### PROMPT
Render the lines below as a Markdown table with the columns Row and Line. Start with the line that contains "One point belongs on each instance of the pale", continue through the final line, number each row, and leave out blank lines.

### LISTING
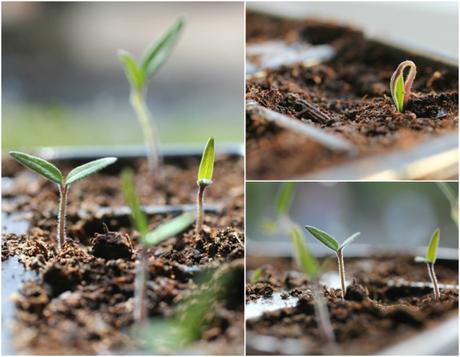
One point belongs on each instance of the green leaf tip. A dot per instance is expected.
(169, 229)
(138, 218)
(87, 169)
(161, 49)
(306, 260)
(431, 251)
(284, 198)
(324, 238)
(39, 165)
(400, 89)
(207, 164)
(134, 74)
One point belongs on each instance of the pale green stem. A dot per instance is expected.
(148, 128)
(341, 272)
(140, 288)
(199, 204)
(434, 280)
(62, 216)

### FULL ANSWER
| Row | Line |
|---|---|
| 1 | One point belongs on each instance of the pale green stem. A dot per instance is expected. |
| 2 | (148, 128) |
| 3 | (341, 272) |
| 4 | (140, 288) |
| 5 | (199, 204) |
| 6 | (434, 280) |
| 7 | (62, 216) |